* _What to work on_: Type the records out again in full, exactly.

[Referring expression data]
*****
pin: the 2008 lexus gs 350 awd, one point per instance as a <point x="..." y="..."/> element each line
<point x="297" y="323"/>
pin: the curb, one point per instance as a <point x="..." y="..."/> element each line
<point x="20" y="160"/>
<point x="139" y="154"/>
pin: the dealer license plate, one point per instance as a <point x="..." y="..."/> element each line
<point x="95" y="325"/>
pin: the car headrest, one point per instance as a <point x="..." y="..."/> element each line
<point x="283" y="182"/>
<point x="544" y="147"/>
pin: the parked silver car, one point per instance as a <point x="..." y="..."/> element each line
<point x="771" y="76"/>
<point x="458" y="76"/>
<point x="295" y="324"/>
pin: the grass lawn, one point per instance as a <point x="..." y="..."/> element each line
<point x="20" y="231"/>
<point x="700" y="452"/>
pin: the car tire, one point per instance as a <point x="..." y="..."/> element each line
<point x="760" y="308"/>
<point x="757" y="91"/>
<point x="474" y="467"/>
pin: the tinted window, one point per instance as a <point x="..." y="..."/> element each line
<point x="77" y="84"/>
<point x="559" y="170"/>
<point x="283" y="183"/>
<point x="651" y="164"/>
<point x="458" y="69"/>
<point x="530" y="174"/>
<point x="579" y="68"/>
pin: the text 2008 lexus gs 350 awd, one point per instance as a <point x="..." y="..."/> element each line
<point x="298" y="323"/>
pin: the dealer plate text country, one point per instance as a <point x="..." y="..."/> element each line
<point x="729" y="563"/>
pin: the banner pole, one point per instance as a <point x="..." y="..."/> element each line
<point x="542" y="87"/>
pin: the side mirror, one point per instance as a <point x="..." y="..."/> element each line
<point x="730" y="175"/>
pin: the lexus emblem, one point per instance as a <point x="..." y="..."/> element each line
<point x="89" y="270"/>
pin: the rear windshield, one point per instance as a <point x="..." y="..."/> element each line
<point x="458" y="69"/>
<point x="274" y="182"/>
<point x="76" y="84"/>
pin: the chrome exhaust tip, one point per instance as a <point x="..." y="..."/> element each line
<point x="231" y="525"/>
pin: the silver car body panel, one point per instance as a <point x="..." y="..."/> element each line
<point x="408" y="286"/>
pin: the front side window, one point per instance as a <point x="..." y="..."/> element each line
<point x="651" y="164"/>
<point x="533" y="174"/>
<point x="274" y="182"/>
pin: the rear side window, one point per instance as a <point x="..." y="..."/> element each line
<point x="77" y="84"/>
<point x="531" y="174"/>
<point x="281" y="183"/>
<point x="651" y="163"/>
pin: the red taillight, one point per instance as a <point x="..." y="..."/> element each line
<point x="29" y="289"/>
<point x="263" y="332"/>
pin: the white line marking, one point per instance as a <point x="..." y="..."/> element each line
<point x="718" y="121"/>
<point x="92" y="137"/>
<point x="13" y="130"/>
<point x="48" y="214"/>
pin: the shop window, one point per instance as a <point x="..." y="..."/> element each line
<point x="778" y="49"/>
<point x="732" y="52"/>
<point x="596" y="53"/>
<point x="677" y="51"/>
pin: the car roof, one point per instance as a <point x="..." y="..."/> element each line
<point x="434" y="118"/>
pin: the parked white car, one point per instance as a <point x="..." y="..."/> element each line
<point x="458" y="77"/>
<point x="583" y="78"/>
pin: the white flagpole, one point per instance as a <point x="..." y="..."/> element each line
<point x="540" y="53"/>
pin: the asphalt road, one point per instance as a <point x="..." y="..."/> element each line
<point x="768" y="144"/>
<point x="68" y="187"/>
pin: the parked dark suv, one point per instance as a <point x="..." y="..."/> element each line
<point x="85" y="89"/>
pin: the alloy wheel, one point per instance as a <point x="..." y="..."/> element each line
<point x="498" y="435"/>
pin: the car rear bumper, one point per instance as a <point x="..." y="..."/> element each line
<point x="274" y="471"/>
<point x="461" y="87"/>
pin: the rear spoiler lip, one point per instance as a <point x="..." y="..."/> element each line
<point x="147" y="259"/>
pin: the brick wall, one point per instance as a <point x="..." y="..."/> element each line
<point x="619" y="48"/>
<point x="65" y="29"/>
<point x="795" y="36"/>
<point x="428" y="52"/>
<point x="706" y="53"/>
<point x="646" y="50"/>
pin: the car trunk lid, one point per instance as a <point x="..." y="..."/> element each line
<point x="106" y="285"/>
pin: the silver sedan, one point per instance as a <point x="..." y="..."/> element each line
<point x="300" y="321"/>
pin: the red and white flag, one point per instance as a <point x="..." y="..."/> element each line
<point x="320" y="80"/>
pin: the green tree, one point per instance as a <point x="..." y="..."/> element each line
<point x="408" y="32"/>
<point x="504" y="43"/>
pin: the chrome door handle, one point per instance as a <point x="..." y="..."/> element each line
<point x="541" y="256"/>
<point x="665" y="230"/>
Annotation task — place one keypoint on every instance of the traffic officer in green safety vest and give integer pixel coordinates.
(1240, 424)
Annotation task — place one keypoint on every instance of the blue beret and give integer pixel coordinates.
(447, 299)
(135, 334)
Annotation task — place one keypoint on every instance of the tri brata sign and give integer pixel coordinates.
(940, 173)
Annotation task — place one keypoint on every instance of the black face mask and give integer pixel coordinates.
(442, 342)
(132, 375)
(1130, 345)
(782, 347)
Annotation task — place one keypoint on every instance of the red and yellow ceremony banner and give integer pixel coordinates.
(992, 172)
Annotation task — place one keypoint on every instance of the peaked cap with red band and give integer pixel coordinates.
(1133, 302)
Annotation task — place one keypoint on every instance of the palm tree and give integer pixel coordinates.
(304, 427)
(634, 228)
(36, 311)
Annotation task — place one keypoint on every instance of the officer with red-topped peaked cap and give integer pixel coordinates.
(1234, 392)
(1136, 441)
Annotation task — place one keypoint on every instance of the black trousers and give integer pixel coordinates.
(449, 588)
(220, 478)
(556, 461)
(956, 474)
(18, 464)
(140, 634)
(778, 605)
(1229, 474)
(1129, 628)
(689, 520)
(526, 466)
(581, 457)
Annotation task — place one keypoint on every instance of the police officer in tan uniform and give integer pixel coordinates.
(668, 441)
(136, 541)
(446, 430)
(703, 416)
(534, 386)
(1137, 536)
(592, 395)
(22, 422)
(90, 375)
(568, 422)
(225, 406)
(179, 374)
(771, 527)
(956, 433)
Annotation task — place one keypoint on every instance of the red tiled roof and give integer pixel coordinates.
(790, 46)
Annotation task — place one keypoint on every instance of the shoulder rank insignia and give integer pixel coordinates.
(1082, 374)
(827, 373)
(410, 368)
*****
* _Answer to this problem_:
pin: the 2008 lexus gs 350 awd, one point per instance as a <point x="..." y="..."/> element each line
<point x="297" y="323"/>
pin: the curb, one point per instance as a <point x="..." y="..."/> element each line
<point x="20" y="160"/>
<point x="139" y="154"/>
pin: the dealer license plate, one point per instance as a <point x="..." y="..."/> element each line
<point x="95" y="325"/>
pin: the car headrest, one point per instance as a <point x="..." y="..."/> element each line
<point x="283" y="182"/>
<point x="544" y="147"/>
pin: the parked silver car, one point per instance as a <point x="..." y="..."/> element each line
<point x="771" y="76"/>
<point x="458" y="76"/>
<point x="295" y="324"/>
pin: the grass lawn, one point per instance as a <point x="..." y="..."/> element each line
<point x="20" y="231"/>
<point x="700" y="452"/>
pin: the car tire, one point per instance as a <point x="..." y="..."/> element each line
<point x="760" y="308"/>
<point x="757" y="91"/>
<point x="474" y="467"/>
pin: the tinted window, one point per instance as a <point x="..." y="..."/> element each line
<point x="77" y="84"/>
<point x="559" y="170"/>
<point x="283" y="183"/>
<point x="651" y="164"/>
<point x="458" y="69"/>
<point x="530" y="174"/>
<point x="579" y="68"/>
pin: the text 2008 lexus gs 350 awd, one point per instance as a <point x="..." y="..."/> element each line
<point x="298" y="323"/>
pin: the dealer plate text country, one point per instance as a <point x="..." y="..."/> element each line
<point x="729" y="563"/>
pin: the banner pole, one point per instance as a <point x="..." y="..."/> element each line
<point x="542" y="87"/>
pin: the side mirror, one point per instance as a <point x="..." y="..."/> element each line
<point x="730" y="175"/>
pin: the lexus emblem, one point per instance as a <point x="..." y="..."/> element each line
<point x="89" y="270"/>
pin: the rear windshield, one point per instance as a <point x="..." y="..."/> element each line
<point x="458" y="69"/>
<point x="274" y="182"/>
<point x="76" y="84"/>
pin: the chrome exhaust tip, one point per instance as a <point x="..." y="..."/> element each line
<point x="231" y="525"/>
pin: the silver car body panel, one point per instance as a <point x="..." y="..."/> element each line
<point x="408" y="286"/>
pin: the front side window, one point per instance as a <point x="..." y="..."/> element each line
<point x="651" y="164"/>
<point x="533" y="174"/>
<point x="274" y="182"/>
pin: the rear side window, one point per instance as a <point x="..." y="..."/> element each line
<point x="77" y="84"/>
<point x="531" y="174"/>
<point x="281" y="183"/>
<point x="651" y="163"/>
pin: the red taillight, one point per instance as a <point x="..." y="..."/> element each line
<point x="29" y="289"/>
<point x="263" y="332"/>
pin: the white line marking, one point per instance as a <point x="..." y="..."/> element each line
<point x="718" y="121"/>
<point x="92" y="137"/>
<point x="13" y="130"/>
<point x="48" y="214"/>
pin: the shop window, one point per instance as a <point x="..." y="..."/> element each line
<point x="778" y="49"/>
<point x="732" y="52"/>
<point x="596" y="53"/>
<point x="677" y="51"/>
pin: the car roof, one point per instance as a <point x="..." y="..."/> element each line
<point x="434" y="118"/>
pin: the parked white car, one point per instance as a <point x="..." y="..."/> element each line
<point x="458" y="77"/>
<point x="583" y="78"/>
pin: the white flagpole, one point per instance as a <point x="..." y="..."/> element each line
<point x="540" y="53"/>
pin: the asphalt road, one point per instance as a <point x="..." y="..."/> element each line
<point x="768" y="144"/>
<point x="68" y="187"/>
pin: the parked dark suv, one point per instance as a <point x="..." y="..."/> element each line
<point x="85" y="89"/>
pin: the alloy wheel, one point per instance as a <point x="..." y="..."/> element each line
<point x="498" y="435"/>
pin: the car rear bumper, one point per instance as a <point x="..." y="..."/> element each line
<point x="274" y="471"/>
<point x="461" y="87"/>
pin: the rear spoiler lip, one point per instance as a <point x="..." y="..."/> element each line
<point x="147" y="259"/>
pin: the brick wall, one point per instance as a <point x="..." y="..."/> element each line
<point x="619" y="48"/>
<point x="65" y="29"/>
<point x="795" y="36"/>
<point x="428" y="52"/>
<point x="706" y="53"/>
<point x="646" y="50"/>
pin: the car trunk lid, one point per instance as a <point x="..." y="..."/> element each line
<point x="106" y="285"/>
pin: the silver sedan, one point per instance as a <point x="..." y="..."/> element each line
<point x="300" y="321"/>
pin: the red and white flag, one point per instance as a <point x="..." y="..."/> element each line
<point x="320" y="80"/>
pin: the green tree, one point per instance as a <point x="..." y="..."/> element each line
<point x="408" y="32"/>
<point x="504" y="43"/>
pin: the chrome door handle, one point per instance as a <point x="..." y="..."/> element each line
<point x="541" y="256"/>
<point x="665" y="230"/>
Annotation task — place one keypoint on every instance of the traffic officer in green safety vest and give integer pixel coordinates.
(1240, 424)
Annotation task — place one keypoint on every instance of the blue beret and give integer pixel coordinates.
(447, 299)
(135, 334)
Annotation task — place one keypoint on every instance of the tri brata sign and give integer pixel coordinates.
(940, 173)
Annotation task — place one keypoint on every instance of the black face mask and give integer pixel coordinates.
(442, 342)
(132, 375)
(1130, 345)
(782, 347)
Annotation task — place one keypoint on every instance of the red and yellow ceremony banner and give integer pixel coordinates.
(992, 172)
Annotation task — place one keypoint on every instance of the peaked cap with red band and give integer pixel coordinates.
(1133, 302)
Annotation task — place one keypoint on every instance of the palm tree and give integer pixel coordinates.
(304, 427)
(634, 228)
(36, 311)
Annotation task — place one keypoint on every instance of the officer with red-topped peaked cap and give integer pixel coordinates.
(1234, 392)
(1136, 441)
Annotation task — place one keypoint on every instance of the black trousers and give integer pixel coordinates.
(449, 588)
(220, 478)
(556, 461)
(956, 474)
(18, 464)
(140, 634)
(778, 605)
(1229, 474)
(1129, 628)
(689, 520)
(526, 466)
(581, 457)
Annotation task — place one keypoint on every instance of the police officer in tan uniform and give integer pixel coordinates.
(668, 441)
(136, 541)
(446, 430)
(703, 416)
(534, 386)
(1137, 536)
(592, 395)
(22, 422)
(90, 375)
(568, 422)
(225, 406)
(179, 374)
(771, 527)
(956, 433)
Annotation task — place one keypoint on every instance of the red tiled roof and give integer pixel coordinates.
(790, 46)
Annotation task — place one keypoint on every instance of the shoulder rank insignia and give integer pixel coordinates.
(1082, 374)
(827, 373)
(410, 368)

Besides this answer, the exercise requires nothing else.